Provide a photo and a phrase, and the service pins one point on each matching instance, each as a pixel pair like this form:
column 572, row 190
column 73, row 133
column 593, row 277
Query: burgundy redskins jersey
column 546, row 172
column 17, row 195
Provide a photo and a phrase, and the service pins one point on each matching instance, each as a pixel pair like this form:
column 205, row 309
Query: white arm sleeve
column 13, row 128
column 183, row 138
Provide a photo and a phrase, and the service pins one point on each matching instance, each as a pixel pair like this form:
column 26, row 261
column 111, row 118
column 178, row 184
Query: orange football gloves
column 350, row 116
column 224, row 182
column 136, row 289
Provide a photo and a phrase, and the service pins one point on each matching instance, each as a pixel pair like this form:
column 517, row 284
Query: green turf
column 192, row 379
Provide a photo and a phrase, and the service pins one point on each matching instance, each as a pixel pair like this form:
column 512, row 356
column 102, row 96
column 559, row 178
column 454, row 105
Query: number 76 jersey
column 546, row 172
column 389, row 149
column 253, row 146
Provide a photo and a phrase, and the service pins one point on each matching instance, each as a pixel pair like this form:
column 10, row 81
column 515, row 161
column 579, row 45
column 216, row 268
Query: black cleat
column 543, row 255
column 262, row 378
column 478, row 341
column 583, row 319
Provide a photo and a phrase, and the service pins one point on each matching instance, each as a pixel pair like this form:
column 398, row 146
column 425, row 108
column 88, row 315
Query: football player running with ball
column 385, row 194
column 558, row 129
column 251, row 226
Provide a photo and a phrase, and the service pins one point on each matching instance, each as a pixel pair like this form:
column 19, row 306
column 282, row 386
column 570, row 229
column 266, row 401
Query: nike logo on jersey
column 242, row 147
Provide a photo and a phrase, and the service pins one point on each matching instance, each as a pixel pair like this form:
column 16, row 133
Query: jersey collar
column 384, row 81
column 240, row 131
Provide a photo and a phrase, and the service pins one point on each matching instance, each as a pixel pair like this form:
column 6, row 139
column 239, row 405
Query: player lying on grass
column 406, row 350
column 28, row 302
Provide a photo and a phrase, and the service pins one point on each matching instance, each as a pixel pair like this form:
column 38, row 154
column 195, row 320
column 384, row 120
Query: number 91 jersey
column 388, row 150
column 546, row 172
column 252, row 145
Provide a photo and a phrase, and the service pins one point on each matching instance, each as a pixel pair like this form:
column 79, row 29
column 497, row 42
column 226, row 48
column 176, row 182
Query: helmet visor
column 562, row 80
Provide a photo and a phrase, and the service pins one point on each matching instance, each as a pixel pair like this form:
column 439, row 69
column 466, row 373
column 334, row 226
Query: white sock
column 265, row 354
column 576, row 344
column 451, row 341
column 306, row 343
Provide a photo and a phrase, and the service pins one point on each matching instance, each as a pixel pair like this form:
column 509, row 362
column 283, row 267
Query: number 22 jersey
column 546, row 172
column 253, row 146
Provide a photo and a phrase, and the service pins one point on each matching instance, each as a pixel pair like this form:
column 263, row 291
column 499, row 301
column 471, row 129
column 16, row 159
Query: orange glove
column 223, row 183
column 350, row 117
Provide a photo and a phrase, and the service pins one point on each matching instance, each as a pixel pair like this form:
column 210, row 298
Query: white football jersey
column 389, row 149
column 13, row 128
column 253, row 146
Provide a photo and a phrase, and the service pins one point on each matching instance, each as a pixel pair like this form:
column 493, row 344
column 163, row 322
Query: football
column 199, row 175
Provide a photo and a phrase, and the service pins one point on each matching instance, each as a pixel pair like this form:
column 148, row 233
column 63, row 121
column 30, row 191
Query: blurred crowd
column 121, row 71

> What is being asked
Print the listing above in its entirety, with every line exact.

> Expected answer
Provide a photo and a phrase, and the service pins one point on each matching instance, each as a pixel pair like this form:
column 572, row 190
column 73, row 133
column 593, row 277
Query: burgundy redskins jersey
column 546, row 172
column 17, row 195
Provide a photo and a phrase, and the service pins one point on each matching instance, each as a pixel pair like this form:
column 205, row 309
Query: white arm sleeve
column 13, row 128
column 183, row 138
Provide a photo and a phrase, and the service pins one point on each matching instance, each as a pixel pair like this form:
column 26, row 261
column 111, row 118
column 178, row 184
Query: orange football gloves
column 350, row 116
column 224, row 182
column 136, row 289
Provide a photo and a phrase, and the service pins one point on each matching instance, each as a pixel pair like this form:
column 517, row 284
Query: green turf
column 192, row 379
Provide a photo and a phrase, and the service pins one point on each matching instance, each as a pixel pair like this form:
column 512, row 356
column 102, row 96
column 559, row 178
column 454, row 105
Query: number 76 jersey
column 546, row 172
column 389, row 149
column 253, row 146
Provide a photo and a phrase, and the service pins one point on each matching instance, each as a pixel pair like this form:
column 10, row 81
column 515, row 161
column 579, row 45
column 216, row 268
Query: black cleat
column 543, row 255
column 262, row 378
column 478, row 341
column 583, row 319
Provide a photo and a phrase, and the service pins one point on each matching instance, each as a pixel pair like this form:
column 398, row 146
column 425, row 108
column 88, row 315
Query: football player running with ball
column 385, row 194
column 558, row 129
column 251, row 226
Provide a photo and a phrase, and the service pins one point on each matching instance, each as a pixel pair like this form:
column 19, row 306
column 282, row 386
column 570, row 229
column 266, row 401
Query: nike logo on jersey
column 242, row 147
Provide a photo and a phrase, and the service pins one point on each matching instance, each as a pixel pair like this form:
column 16, row 133
Query: jersey collar
column 384, row 81
column 240, row 131
Provide a photo and a phrase, and the service pins one point on each matching instance, each as a pixel pair like this form:
column 6, row 139
column 239, row 405
Query: player lying on grass
column 406, row 350
column 28, row 302
Provide a photo and a phrase, and the service pins one point on each matching instance, each as a pixel pair like this form:
column 38, row 154
column 195, row 320
column 384, row 120
Query: number 91 jersey
column 388, row 150
column 546, row 172
column 252, row 145
Provide a photo and a phrase, and the service pins one point on each matching instance, each as a pixel pair like this form:
column 79, row 29
column 497, row 42
column 226, row 48
column 176, row 182
Query: helmet visor
column 562, row 80
Provide a photo and a phrase, and the service pins one point on each matching instance, each as a pixel pair like this form:
column 439, row 69
column 466, row 373
column 334, row 226
Query: white sock
column 265, row 354
column 576, row 344
column 451, row 341
column 306, row 343
Provide a photo and a phrase, and the service pins one point on each matching instance, each as a pixel pair like this form:
column 509, row 362
column 283, row 267
Query: number 22 jersey
column 546, row 172
column 253, row 146
Provide a photo and a phrase, and the service pins one point on each matching instance, each as a pixel pair like this form:
column 263, row 291
column 499, row 301
column 471, row 129
column 16, row 159
Query: orange glove
column 223, row 183
column 350, row 117
Provide a photo and a phrase, and the service pins one point on each matching instance, each as a pixel pair like this form:
column 210, row 298
Query: white football jersey
column 389, row 149
column 13, row 128
column 253, row 146
Provide a photo and a phrase, and the service pins one point on each matching instance, each as a pixel pair like this form:
column 493, row 344
column 163, row 322
Query: football
column 199, row 175
Provide a photo and a phrase, and the service pins one point on each matching instance, each as a pixel pair like this form:
column 148, row 233
column 63, row 121
column 30, row 191
Query: blurred crowd
column 121, row 71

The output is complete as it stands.